=== Data entries ===
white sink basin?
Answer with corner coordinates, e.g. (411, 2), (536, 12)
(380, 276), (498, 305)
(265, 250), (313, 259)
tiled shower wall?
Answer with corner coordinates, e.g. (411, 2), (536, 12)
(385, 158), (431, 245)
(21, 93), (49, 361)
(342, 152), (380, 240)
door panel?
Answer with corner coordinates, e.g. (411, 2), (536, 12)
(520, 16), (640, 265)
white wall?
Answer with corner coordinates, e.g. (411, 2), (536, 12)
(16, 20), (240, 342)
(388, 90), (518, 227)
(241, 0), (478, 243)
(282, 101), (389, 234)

=== Given request ===
Please retype all of the items above line for line, with no changes.

=== Solution to this task ===
white sink basin?
Answer with corner coordinates, e.g. (411, 2), (536, 12)
(380, 276), (498, 305)
(265, 250), (313, 259)
tiled shower wall?
Answer with corner coordinates, e.g. (411, 2), (536, 12)
(385, 158), (431, 245)
(21, 93), (49, 361)
(342, 152), (380, 240)
door panel?
Answer with corner coordinates, e.g. (411, 2), (536, 12)
(520, 16), (640, 265)
white wall?
Answer with corner coordinates, e.g. (411, 2), (536, 12)
(16, 20), (240, 342)
(388, 90), (518, 227)
(241, 0), (478, 243)
(282, 101), (389, 234)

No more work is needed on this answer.